**TASK BRIEF**
Transcribe the line containing "I'd appreciate your assistance — please locate the rear" and every line after it, exactly, through the end of the records.

::::::::::

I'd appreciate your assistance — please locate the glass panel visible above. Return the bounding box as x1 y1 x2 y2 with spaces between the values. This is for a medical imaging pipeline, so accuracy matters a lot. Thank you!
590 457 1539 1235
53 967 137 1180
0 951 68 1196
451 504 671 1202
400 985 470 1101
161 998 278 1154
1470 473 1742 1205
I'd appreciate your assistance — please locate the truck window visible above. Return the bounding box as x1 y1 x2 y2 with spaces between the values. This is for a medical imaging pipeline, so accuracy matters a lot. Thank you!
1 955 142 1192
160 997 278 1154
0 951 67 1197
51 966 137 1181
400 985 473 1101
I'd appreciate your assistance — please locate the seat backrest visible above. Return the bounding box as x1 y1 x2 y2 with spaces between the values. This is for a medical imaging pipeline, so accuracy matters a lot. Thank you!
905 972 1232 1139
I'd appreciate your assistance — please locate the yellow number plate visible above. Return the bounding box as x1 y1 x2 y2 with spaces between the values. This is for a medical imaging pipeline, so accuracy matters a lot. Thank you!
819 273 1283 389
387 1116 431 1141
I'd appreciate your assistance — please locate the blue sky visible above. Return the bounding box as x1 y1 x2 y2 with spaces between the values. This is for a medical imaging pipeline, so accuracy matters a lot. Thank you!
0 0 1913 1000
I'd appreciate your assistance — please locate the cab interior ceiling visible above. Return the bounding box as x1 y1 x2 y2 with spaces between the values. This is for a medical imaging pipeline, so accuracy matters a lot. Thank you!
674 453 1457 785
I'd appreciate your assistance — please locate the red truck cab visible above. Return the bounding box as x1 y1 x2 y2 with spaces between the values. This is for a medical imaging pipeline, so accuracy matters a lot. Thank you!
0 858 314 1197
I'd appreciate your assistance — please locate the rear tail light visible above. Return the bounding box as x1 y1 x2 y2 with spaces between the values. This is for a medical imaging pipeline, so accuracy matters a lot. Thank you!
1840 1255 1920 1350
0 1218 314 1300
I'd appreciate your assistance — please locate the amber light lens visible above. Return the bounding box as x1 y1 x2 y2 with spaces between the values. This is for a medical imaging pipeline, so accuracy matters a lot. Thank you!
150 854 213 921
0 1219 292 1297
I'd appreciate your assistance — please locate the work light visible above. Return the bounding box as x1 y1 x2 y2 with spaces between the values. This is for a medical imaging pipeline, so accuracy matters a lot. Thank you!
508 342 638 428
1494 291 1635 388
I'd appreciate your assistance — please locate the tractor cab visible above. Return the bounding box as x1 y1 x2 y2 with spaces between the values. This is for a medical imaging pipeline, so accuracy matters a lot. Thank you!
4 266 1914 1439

::::::::::

**SOLUTION TO THIS EXERCISE**
I'd appreciate your assistance — please locate the rear tail light visible above. Return the bounding box as x1 y1 x2 y2 with spaces between the values. This is for a medical imaging pipeline, so accuracy matters a lot. Thank you!
1840 1255 1920 1350
0 1218 314 1300
I'd appreciate your assistance — please locate the amber light lens visible above. Return the bounding box as x1 y1 x2 y2 with spaces between the values. This is for a medical imaging pipeline, so accuracy matters a lot. Thank you!
150 854 213 921
0 1219 292 1297
I'd appreciate your assistance — please locate the work light visible above. Return the bounding box as x1 y1 x2 y2 with spaces between the values. This is for a medical imaging pipeline, so accuracy matters a lot. Thank you!
508 342 638 428
1494 291 1635 388
I'd appreciate your assistance — please locate the tractor cab visible above. Return the bounding box as x1 y1 x2 y2 with spaces between the values. This is for a medical imaging pipeline, so accuracy matters a lot. Thank you!
4 266 1914 1439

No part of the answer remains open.